--- What is needed ---
Transcribe the text of every record below word for word, leaving out the pictures.

[Entries from a point annotation set]
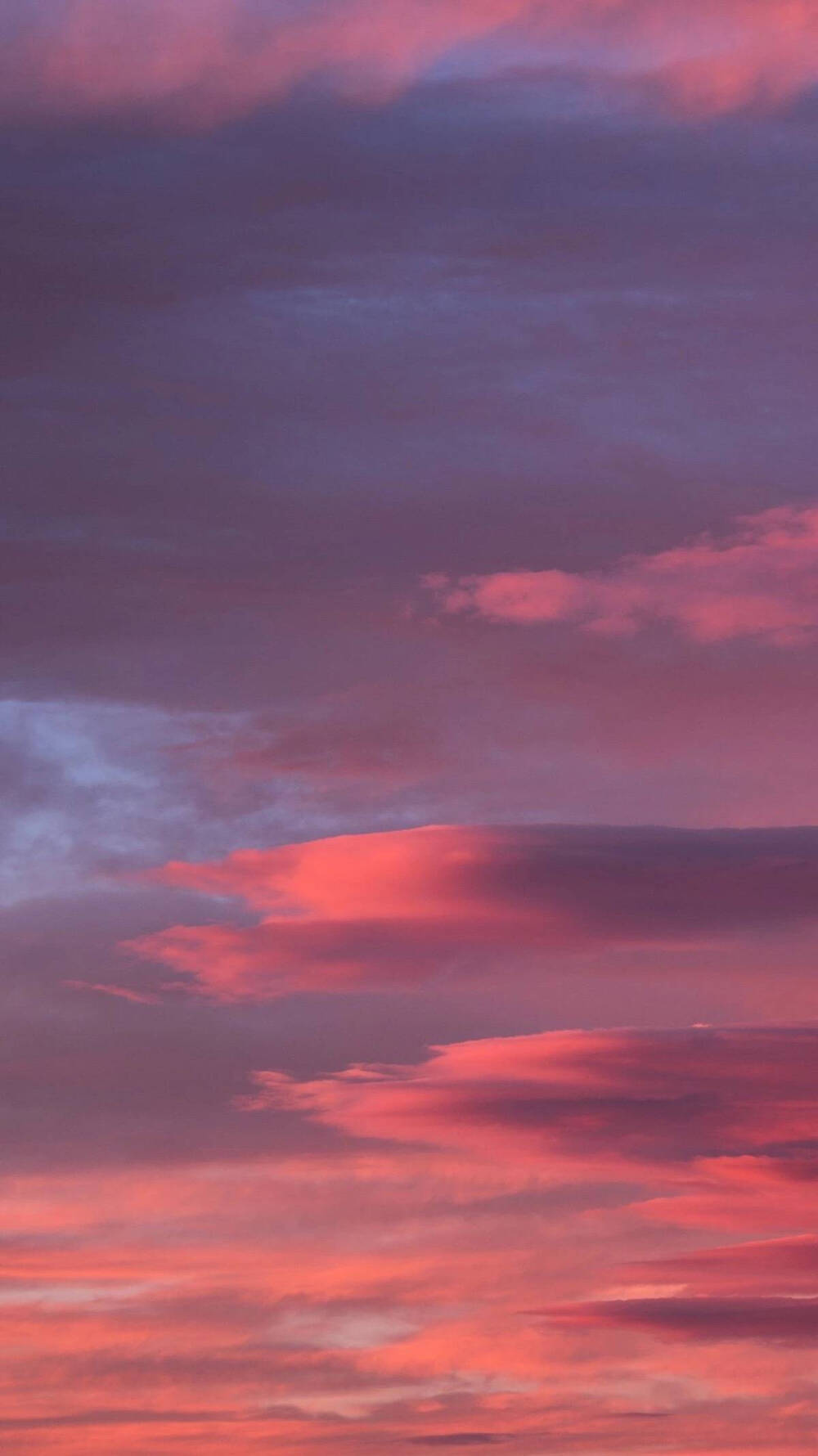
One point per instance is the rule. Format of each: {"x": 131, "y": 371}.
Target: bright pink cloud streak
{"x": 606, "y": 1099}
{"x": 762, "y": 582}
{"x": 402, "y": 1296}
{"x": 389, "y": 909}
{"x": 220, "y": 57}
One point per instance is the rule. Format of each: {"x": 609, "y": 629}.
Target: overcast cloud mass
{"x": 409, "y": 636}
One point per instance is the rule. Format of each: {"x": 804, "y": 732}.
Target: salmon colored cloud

--- Solution ---
One point per instance is the rule. Format of each: {"x": 131, "y": 371}.
Target: bright pink cloud streak
{"x": 606, "y": 1099}
{"x": 762, "y": 582}
{"x": 402, "y": 1296}
{"x": 389, "y": 909}
{"x": 220, "y": 57}
One point per instance is the rule. Format of each: {"x": 609, "y": 629}.
Target: overcast cloud mass
{"x": 409, "y": 636}
One point per instance is the rule. Format of each: {"x": 804, "y": 732}.
Target: salmon colored cloud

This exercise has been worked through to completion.